+++ MATERIAL +++
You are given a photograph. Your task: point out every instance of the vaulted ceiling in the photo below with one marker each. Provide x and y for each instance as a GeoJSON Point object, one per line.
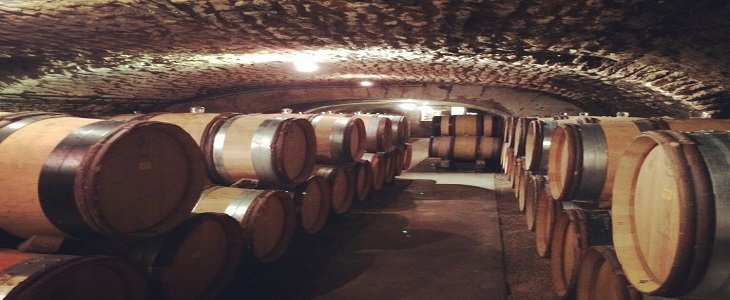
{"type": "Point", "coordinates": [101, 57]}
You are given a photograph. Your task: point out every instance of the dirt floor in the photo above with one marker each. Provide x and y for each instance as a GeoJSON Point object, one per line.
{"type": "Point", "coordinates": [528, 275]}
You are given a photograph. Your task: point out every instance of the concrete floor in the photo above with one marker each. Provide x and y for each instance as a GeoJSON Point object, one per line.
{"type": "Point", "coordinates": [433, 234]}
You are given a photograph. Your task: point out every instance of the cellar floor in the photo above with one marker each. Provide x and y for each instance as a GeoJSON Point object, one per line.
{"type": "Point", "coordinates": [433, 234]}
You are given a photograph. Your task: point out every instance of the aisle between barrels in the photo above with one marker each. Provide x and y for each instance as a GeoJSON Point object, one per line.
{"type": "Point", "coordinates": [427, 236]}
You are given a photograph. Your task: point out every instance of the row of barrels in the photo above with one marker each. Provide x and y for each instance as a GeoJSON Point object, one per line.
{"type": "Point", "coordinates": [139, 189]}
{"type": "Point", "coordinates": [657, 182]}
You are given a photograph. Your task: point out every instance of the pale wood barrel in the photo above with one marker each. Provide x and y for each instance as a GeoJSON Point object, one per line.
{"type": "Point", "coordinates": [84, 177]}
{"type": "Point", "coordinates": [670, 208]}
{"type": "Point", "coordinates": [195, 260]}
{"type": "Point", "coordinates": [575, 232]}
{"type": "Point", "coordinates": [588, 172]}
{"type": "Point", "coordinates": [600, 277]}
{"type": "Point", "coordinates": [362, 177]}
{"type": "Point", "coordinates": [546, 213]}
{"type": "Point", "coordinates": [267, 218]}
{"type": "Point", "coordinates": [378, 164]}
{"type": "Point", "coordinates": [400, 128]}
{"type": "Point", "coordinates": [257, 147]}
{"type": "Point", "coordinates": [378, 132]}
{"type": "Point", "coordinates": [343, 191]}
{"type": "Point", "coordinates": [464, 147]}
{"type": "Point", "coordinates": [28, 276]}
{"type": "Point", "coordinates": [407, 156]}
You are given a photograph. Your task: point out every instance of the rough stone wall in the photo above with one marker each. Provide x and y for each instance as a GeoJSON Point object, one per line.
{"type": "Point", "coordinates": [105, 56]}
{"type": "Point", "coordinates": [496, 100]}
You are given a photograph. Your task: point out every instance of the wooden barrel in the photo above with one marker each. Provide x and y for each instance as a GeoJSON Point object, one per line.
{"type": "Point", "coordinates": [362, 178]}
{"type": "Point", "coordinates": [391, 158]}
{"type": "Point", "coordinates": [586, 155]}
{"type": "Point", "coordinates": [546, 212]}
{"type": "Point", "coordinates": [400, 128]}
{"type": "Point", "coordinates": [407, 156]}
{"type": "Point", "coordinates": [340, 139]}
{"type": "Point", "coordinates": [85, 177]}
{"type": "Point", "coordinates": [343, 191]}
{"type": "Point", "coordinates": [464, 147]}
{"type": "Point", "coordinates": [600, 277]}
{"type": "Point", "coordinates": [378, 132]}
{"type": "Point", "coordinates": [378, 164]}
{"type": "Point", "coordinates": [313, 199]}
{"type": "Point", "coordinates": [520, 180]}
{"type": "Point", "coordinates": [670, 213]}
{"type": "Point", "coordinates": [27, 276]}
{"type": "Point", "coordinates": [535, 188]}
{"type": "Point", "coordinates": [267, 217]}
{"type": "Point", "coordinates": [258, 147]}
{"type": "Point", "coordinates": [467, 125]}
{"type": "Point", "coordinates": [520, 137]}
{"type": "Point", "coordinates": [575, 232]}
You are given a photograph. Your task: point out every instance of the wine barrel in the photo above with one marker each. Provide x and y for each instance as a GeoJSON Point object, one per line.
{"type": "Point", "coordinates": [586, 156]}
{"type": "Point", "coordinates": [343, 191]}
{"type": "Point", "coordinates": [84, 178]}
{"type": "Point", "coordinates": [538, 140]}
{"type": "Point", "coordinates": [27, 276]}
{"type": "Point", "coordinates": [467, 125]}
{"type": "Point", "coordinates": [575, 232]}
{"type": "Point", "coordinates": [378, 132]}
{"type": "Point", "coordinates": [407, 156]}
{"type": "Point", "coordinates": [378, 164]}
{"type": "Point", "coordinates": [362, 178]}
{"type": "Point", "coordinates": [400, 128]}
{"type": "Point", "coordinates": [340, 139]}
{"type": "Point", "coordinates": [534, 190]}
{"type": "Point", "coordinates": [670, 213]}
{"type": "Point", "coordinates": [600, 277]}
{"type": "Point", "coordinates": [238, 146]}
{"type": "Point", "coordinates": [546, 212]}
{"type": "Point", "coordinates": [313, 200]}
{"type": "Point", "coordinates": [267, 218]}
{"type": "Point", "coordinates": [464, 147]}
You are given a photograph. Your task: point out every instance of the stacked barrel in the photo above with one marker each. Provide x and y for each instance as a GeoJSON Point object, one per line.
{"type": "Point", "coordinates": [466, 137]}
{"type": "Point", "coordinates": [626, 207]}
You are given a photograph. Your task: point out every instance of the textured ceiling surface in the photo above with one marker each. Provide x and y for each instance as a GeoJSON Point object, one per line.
+++
WHAT YOU WILL DO -
Reproduce the stretch of the material from the line containing "of the stacked" through the end of the material, requests included, and shift every coordinate value in the answers up by 52.

RESULT OF THE TASK -
You are given a photograph. Your task: point out every instance of the stacked barrel in the photo above with one marker each. Provide x and y for each instance as a GeoJSON Point object, one per line.
{"type": "Point", "coordinates": [518, 189]}
{"type": "Point", "coordinates": [678, 259]}
You are given a photograph. Your task: point out every instance of the textured ceiling surface in the photo above with one marker each. Provide x and y for each instance as a GeoJSON Point object, one per line.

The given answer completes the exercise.